Devuelve cada línea de los ítems que contenga la palabra "bare". Distingue entre mayúsculas y minúsculas.
<<<<
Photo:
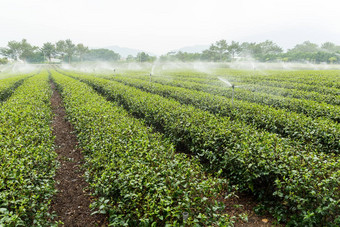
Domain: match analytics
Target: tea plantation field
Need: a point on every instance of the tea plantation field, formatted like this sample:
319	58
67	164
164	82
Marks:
176	142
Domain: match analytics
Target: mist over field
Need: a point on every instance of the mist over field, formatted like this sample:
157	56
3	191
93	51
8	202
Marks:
169	113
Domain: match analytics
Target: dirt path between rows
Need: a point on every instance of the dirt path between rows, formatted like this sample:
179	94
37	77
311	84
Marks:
72	201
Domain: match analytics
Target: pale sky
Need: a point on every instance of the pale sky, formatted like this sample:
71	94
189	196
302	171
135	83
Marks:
164	25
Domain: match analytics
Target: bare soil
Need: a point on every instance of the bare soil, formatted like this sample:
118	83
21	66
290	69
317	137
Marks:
71	203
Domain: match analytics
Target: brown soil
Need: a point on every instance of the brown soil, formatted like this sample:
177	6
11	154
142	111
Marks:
71	203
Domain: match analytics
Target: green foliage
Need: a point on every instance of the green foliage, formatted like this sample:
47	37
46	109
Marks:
317	134
101	55
140	179
27	160
307	107
3	61
144	57
8	86
300	187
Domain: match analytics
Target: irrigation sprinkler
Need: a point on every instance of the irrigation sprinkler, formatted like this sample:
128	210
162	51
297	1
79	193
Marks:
232	86
232	96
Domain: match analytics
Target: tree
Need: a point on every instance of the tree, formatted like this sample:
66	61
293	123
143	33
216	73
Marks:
249	49
18	50
48	50
306	47
144	57
216	52
101	55
61	48
234	48
81	50
330	47
270	48
221	47
27	50
70	49
332	59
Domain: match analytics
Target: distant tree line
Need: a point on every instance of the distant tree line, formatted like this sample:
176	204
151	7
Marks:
220	51
63	50
266	51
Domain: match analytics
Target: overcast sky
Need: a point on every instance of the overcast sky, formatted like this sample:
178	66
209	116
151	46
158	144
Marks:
159	26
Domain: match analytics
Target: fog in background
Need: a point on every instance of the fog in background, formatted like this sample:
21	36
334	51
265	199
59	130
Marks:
162	26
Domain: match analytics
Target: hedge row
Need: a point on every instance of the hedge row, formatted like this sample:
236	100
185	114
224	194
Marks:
137	175
27	159
304	186
317	134
8	85
307	107
278	91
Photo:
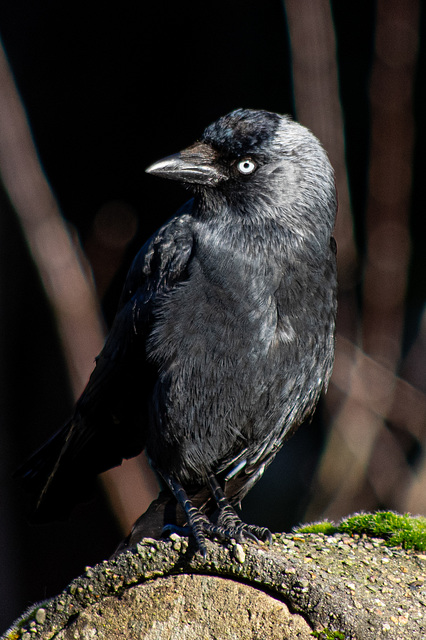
>>>>
RESPUESTA:
Target: bare soil
Need: a point on every instance of the bare soil, formatted like this sample:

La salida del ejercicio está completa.